**課題の指示:** 以下の提示文から、「亡くなった叔母の時もそうでし」を含む語句で始まり「んなにか幸福にしたでしょう。」で終わる部分を、一字も変えずに書き写してください。

**提示文:**

- - -

1. TOP
  2. 岬のたき火
  3. 日記
  4. それならまだ良いのですけれど

それならまだ良いのですけれど

じゅうばこさん

探りたくもない、探ったらそれだけで手が汚れそうな他人の脳内という物はあるものですから、どうでも良いと言えばそうですが、そのヘルパーさんは、私が家に居るのに、正確には家の近くに居るのに、母の食事の世話や掃除をしないのが娘としてあらまほしくない、母が可哀想という感覚の方ではないかと思います。

家族が側に居るのなら当然家族がするべきというこの感覚を克服する所から介護保険の発想は始まると思いますが、現場ではまだその事は充分理解はされて居ません。

どのようなサービスを受けるかはケアマネージャーと事業所で相談して確定するし、その資料として介護度の審査が行われて居る訳です。ですから、それに基づいて指示を受けてヘルパーさんは来て居る訳ですから、その仕事をするだけに専念し徹底して頂きたいのですが、自らの家庭観に基づいて家庭の在り方を変えようと言う「積極的」な姿勢の方も居られる様です。

私の事情や、家人でも仕事をして居る場合は家事は出来ない場合もある等は既に何度も申し上げたから繰り返しません。
一つだけ申し上げて置くと、「同居して居ない家人が訪れたらその時だけでも介護をすべきだ」という発想や規則は、介護を必要とする老人をますます家族から遠ざけ、孤独にします。

亡くなった叔母の時もそうでしたし、今の母の場合もですが、自分の仕事や生活で多忙を極める家族としては、仮に老親の家に訪れた時、そこでお茶でも出して貰えて、食事も出して貰えて、整えられたベッドで眠れたら、つまりは其処で幾分かでも休養出来たら、また来ようかと思う物です。何度でも来たくなる物です。
叔母はそれがある程度分かって居て、私が行くといつも自分のベッドで何時間か眠らせてくれました。それだけでも助かりましたが、経済的に余裕のあった叔母が、人を雇って快適な環境を作って私をお客扱いしてくれたら、私は毎日入り浸り、その事は叔母をどんなにか幸福にしたでしょう。

- - -

**抽出した項目:**
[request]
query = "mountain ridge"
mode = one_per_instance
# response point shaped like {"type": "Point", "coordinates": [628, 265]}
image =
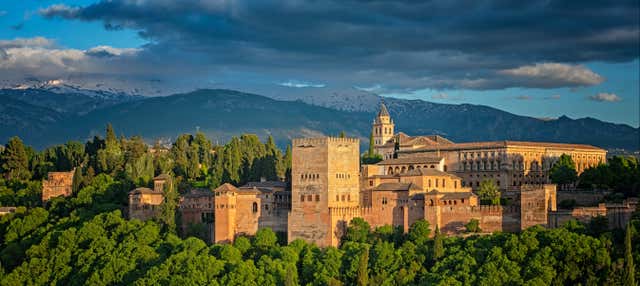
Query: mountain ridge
{"type": "Point", "coordinates": [222, 113]}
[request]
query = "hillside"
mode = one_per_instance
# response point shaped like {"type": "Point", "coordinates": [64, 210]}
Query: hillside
{"type": "Point", "coordinates": [224, 113]}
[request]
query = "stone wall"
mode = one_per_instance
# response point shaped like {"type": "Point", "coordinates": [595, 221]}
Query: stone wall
{"type": "Point", "coordinates": [582, 198]}
{"type": "Point", "coordinates": [57, 184]}
{"type": "Point", "coordinates": [324, 174]}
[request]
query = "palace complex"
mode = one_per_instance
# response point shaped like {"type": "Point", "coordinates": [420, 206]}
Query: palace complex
{"type": "Point", "coordinates": [420, 178]}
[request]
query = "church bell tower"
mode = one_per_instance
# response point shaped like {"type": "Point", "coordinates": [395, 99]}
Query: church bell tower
{"type": "Point", "coordinates": [382, 127]}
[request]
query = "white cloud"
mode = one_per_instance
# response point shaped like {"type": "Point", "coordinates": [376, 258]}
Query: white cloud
{"type": "Point", "coordinates": [605, 97]}
{"type": "Point", "coordinates": [60, 9]}
{"type": "Point", "coordinates": [300, 84]}
{"type": "Point", "coordinates": [34, 42]}
{"type": "Point", "coordinates": [550, 75]}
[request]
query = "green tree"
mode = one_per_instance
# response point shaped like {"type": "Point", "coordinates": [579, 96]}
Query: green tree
{"type": "Point", "coordinates": [168, 206]}
{"type": "Point", "coordinates": [14, 160]}
{"type": "Point", "coordinates": [563, 171]}
{"type": "Point", "coordinates": [629, 268]}
{"type": "Point", "coordinates": [489, 192]}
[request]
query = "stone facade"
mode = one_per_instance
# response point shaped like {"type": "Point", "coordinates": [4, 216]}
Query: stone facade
{"type": "Point", "coordinates": [325, 188]}
{"type": "Point", "coordinates": [144, 203]}
{"type": "Point", "coordinates": [618, 215]}
{"type": "Point", "coordinates": [510, 164]}
{"type": "Point", "coordinates": [424, 177]}
{"type": "Point", "coordinates": [57, 184]}
{"type": "Point", "coordinates": [244, 210]}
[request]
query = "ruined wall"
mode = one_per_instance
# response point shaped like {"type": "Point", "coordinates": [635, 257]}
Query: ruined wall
{"type": "Point", "coordinates": [535, 203]}
{"type": "Point", "coordinates": [324, 174]}
{"type": "Point", "coordinates": [197, 208]}
{"type": "Point", "coordinates": [57, 184]}
{"type": "Point", "coordinates": [582, 198]}
{"type": "Point", "coordinates": [224, 217]}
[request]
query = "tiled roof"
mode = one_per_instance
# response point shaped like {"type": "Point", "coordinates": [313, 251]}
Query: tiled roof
{"type": "Point", "coordinates": [226, 187]}
{"type": "Point", "coordinates": [162, 176]}
{"type": "Point", "coordinates": [143, 190]}
{"type": "Point", "coordinates": [396, 187]}
{"type": "Point", "coordinates": [383, 110]}
{"type": "Point", "coordinates": [198, 193]}
{"type": "Point", "coordinates": [428, 172]}
{"type": "Point", "coordinates": [411, 160]}
{"type": "Point", "coordinates": [452, 195]}
{"type": "Point", "coordinates": [503, 144]}
{"type": "Point", "coordinates": [265, 184]}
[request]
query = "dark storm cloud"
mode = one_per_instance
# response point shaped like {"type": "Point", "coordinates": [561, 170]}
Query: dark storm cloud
{"type": "Point", "coordinates": [398, 44]}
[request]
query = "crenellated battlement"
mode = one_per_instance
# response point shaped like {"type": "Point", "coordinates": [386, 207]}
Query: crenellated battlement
{"type": "Point", "coordinates": [345, 211]}
{"type": "Point", "coordinates": [323, 141]}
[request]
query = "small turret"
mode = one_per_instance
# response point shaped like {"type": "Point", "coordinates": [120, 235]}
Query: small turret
{"type": "Point", "coordinates": [383, 127]}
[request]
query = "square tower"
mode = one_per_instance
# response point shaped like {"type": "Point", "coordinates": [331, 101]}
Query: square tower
{"type": "Point", "coordinates": [324, 175]}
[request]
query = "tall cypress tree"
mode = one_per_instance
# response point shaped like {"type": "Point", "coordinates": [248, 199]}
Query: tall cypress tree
{"type": "Point", "coordinates": [629, 268]}
{"type": "Point", "coordinates": [438, 247]}
{"type": "Point", "coordinates": [14, 160]}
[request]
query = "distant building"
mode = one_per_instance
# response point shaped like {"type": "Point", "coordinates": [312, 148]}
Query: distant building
{"type": "Point", "coordinates": [7, 210]}
{"type": "Point", "coordinates": [144, 203]}
{"type": "Point", "coordinates": [510, 164]}
{"type": "Point", "coordinates": [420, 178]}
{"type": "Point", "coordinates": [57, 184]}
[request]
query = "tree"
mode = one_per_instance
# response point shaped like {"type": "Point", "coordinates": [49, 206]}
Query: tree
{"type": "Point", "coordinates": [358, 230]}
{"type": "Point", "coordinates": [168, 207]}
{"type": "Point", "coordinates": [489, 192]}
{"type": "Point", "coordinates": [14, 160]}
{"type": "Point", "coordinates": [629, 268]}
{"type": "Point", "coordinates": [363, 268]}
{"type": "Point", "coordinates": [473, 225]}
{"type": "Point", "coordinates": [438, 245]}
{"type": "Point", "coordinates": [563, 171]}
{"type": "Point", "coordinates": [419, 232]}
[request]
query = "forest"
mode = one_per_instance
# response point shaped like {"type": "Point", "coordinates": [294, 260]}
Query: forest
{"type": "Point", "coordinates": [85, 239]}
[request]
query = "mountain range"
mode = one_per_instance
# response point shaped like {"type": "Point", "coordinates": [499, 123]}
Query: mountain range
{"type": "Point", "coordinates": [46, 116]}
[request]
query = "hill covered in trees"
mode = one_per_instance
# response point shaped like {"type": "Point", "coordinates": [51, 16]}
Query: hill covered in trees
{"type": "Point", "coordinates": [222, 114]}
{"type": "Point", "coordinates": [85, 240]}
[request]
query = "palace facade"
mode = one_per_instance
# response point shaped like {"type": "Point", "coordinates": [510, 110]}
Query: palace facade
{"type": "Point", "coordinates": [421, 178]}
{"type": "Point", "coordinates": [510, 164]}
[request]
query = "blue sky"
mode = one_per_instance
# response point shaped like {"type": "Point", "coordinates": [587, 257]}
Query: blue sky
{"type": "Point", "coordinates": [529, 59]}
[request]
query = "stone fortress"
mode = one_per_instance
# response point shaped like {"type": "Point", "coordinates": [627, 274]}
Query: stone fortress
{"type": "Point", "coordinates": [422, 177]}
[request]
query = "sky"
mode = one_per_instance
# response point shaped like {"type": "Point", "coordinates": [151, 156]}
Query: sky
{"type": "Point", "coordinates": [538, 58]}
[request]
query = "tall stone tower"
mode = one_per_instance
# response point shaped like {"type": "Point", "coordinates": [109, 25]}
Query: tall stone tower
{"type": "Point", "coordinates": [382, 127]}
{"type": "Point", "coordinates": [324, 179]}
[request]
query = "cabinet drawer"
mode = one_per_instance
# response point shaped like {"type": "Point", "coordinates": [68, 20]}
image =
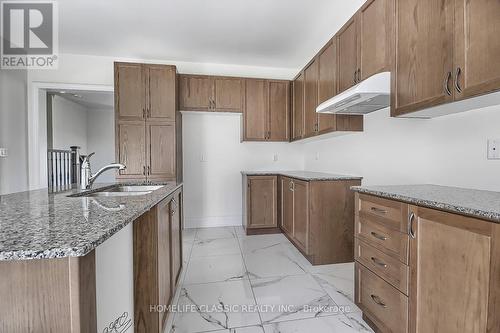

- - -

**解答:**
亡くなった叔母の時もそうでしたし、今の母の場合もですが、自分の仕事や生活で多忙を極める家族としては、仮に老親の家に訪れた時、そこでお茶でも出して貰えて、食事も出して貰えて、整えられたベッドで眠れたら、つまりは其処で幾分かでも休養出来たら、また来ようかと思う物です。何度でも来たくなる物です。
叔母はそれがある程度分かって居て、私が行くといつも自分のベッドで何時間か眠らせてくれました。それだけでも助かりましたが、経済的に余裕のあった叔母が、人を雇って快適な環境を作って私をお客扱いしてくれたら、私は毎日入り浸り、その事は叔母をどんなにか幸福にしたでしょう。